REQUIRED TASK. Starting at the line that contains "Task: mark each instance of the pickup" and running through the end of the data, output each line as a Markdown table with the columns Number and Line, skipping blank lines. Leave the pictures out of the answer.

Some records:
[START]
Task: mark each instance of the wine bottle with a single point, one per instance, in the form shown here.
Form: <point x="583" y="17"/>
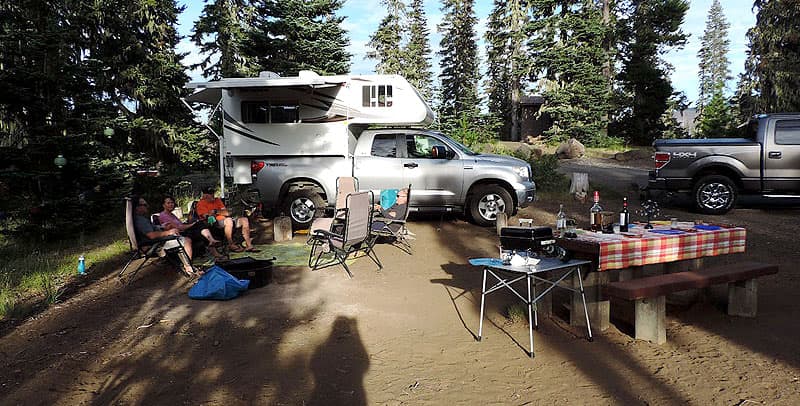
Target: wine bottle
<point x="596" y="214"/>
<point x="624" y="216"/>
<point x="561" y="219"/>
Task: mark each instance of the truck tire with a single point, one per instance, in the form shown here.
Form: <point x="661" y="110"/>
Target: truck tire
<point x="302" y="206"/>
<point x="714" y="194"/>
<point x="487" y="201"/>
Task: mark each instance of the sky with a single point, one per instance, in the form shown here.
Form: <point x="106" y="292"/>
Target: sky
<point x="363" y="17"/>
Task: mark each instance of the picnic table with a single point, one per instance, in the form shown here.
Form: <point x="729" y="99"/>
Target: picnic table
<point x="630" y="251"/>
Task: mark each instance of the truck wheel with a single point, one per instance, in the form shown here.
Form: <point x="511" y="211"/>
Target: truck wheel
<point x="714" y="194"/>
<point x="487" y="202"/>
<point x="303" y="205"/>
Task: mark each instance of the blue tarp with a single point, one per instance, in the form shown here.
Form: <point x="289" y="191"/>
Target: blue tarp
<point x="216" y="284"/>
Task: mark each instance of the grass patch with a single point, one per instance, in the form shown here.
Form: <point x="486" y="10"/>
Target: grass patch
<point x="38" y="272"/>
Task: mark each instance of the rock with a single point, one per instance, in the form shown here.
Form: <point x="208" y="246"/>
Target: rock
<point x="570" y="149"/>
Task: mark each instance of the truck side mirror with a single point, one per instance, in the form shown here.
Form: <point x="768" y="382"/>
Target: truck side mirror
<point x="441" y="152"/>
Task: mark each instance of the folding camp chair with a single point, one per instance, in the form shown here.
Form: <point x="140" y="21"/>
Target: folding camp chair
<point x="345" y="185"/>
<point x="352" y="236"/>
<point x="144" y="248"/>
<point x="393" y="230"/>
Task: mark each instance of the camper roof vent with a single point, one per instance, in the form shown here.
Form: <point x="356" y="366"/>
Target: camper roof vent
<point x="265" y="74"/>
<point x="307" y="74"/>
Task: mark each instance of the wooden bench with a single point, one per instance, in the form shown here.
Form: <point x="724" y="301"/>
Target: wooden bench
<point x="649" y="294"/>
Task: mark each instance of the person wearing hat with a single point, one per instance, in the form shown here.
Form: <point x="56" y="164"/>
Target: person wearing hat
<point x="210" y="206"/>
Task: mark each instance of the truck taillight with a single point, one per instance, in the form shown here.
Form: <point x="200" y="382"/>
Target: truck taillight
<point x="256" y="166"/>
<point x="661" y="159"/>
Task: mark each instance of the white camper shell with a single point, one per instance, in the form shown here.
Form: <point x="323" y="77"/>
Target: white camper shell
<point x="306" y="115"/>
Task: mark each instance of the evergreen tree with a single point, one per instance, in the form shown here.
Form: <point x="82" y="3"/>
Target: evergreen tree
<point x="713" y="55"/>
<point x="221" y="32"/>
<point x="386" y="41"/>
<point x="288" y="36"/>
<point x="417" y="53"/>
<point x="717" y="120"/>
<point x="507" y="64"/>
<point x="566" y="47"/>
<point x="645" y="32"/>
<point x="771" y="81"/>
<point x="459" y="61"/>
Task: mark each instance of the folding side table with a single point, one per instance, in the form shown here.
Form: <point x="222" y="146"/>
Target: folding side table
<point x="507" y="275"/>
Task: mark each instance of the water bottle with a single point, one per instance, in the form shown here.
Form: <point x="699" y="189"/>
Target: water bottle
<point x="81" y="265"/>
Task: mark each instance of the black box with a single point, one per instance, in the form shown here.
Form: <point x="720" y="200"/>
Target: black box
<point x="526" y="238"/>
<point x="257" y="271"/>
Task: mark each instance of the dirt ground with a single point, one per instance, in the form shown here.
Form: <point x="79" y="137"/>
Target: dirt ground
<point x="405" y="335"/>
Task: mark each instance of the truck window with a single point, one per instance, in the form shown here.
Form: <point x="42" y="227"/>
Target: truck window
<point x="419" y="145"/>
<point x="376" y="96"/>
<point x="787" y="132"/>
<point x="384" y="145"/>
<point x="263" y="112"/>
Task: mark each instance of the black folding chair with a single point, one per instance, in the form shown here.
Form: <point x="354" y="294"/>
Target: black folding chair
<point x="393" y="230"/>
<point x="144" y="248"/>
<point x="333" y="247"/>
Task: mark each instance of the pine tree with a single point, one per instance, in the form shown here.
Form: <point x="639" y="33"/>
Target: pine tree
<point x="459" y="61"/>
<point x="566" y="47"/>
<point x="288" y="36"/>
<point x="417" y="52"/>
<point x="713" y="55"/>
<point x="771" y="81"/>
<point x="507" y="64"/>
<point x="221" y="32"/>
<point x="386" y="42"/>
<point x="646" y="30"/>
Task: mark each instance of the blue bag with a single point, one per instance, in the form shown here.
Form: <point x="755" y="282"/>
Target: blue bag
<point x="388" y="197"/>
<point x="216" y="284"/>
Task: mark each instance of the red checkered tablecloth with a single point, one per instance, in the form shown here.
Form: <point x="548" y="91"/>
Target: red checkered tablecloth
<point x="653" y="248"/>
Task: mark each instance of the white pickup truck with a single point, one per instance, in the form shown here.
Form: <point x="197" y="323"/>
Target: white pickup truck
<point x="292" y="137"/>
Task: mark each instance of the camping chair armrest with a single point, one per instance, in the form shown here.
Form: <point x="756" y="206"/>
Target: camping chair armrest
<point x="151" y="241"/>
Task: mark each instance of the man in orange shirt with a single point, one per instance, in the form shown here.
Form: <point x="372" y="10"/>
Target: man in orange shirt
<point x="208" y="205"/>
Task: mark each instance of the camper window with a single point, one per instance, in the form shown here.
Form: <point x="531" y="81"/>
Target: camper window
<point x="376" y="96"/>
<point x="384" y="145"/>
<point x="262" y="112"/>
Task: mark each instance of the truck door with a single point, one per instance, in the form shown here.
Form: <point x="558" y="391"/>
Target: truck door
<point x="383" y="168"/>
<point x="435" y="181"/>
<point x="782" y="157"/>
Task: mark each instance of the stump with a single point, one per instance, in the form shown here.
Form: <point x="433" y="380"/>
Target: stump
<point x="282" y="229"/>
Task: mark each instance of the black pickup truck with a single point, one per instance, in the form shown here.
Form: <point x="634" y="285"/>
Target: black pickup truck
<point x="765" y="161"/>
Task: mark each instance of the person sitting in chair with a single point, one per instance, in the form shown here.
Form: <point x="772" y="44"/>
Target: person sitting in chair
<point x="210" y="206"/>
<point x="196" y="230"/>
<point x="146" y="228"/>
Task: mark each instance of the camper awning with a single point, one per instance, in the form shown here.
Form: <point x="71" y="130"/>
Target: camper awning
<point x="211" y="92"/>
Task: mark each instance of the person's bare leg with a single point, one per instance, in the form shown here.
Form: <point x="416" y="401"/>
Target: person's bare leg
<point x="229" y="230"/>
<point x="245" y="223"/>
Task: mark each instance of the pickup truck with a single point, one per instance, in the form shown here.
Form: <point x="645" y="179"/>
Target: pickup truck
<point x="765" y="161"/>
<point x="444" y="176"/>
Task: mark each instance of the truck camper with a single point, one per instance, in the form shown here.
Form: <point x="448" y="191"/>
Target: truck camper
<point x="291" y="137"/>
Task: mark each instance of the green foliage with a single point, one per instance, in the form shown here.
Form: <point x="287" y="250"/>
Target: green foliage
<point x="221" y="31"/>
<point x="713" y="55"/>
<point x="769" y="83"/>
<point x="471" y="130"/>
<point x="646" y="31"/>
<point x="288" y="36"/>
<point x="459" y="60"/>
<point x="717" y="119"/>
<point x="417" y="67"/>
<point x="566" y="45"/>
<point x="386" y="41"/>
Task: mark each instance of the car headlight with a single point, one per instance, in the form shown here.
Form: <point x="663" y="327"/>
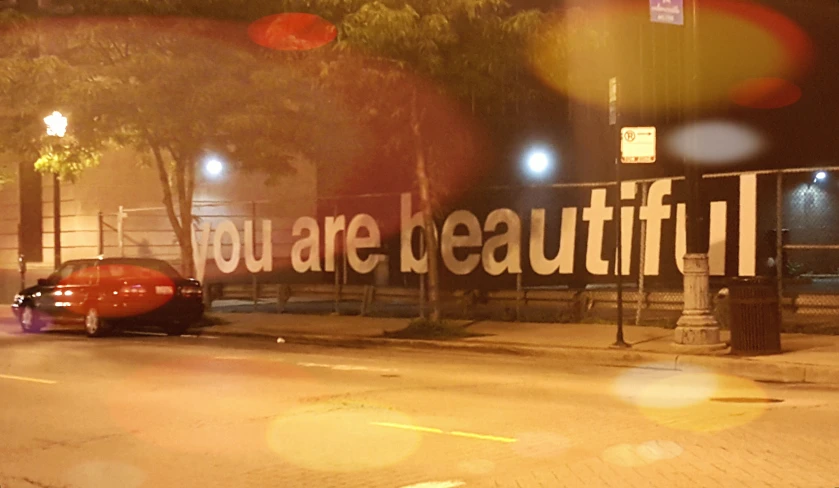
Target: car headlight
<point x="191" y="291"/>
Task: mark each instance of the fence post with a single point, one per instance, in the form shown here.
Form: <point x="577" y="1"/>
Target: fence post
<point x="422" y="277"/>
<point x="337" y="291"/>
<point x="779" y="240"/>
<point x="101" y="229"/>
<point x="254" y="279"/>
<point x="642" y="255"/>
[END]
ANSWER TO THE TASK.
| Number | Line |
|---|---|
| 1 | Task: mark each instance of the pickup truck with a single point, one per instance, in the form shown here. |
| 2 | Form: <point x="645" y="179"/> |
| 3 | Target: pickup truck |
| 4 | <point x="765" y="161"/> |
| 5 | <point x="444" y="176"/> |
| 6 | Task: mark each instance of the truck camper with a single point, one per instance, in the form shown here. |
| 7 | Form: <point x="448" y="191"/> |
| 8 | Target: truck camper |
| 9 | <point x="291" y="137"/> |
| 10 | Task: mark each instance of the green foliage with a single point, one per instance, in the form shown here. |
| 11 | Form: <point x="287" y="250"/> |
| 12 | Target: green foliage |
| 13 | <point x="221" y="31"/> |
| 14 | <point x="713" y="55"/> |
| 15 | <point x="769" y="83"/> |
| 16 | <point x="471" y="130"/> |
| 17 | <point x="646" y="31"/> |
| 18 | <point x="288" y="36"/> |
| 19 | <point x="459" y="60"/> |
| 20 | <point x="717" y="119"/> |
| 21 | <point x="417" y="67"/> |
| 22 | <point x="566" y="45"/> |
| 23 | <point x="386" y="41"/> |
| 24 | Task: mark each instance of the car headlight with a single point, one per instance, in the form shown here. |
| 25 | Form: <point x="663" y="327"/> |
| 26 | Target: car headlight |
| 27 | <point x="191" y="291"/> |
| 28 | Task: mark each instance of the fence post with a single point, one per instance, in the form shown here. |
| 29 | Form: <point x="577" y="1"/> |
| 30 | Target: fence post |
| 31 | <point x="422" y="277"/> |
| 32 | <point x="337" y="291"/> |
| 33 | <point x="779" y="240"/> |
| 34 | <point x="101" y="229"/> |
| 35 | <point x="254" y="279"/> |
| 36 | <point x="642" y="255"/> |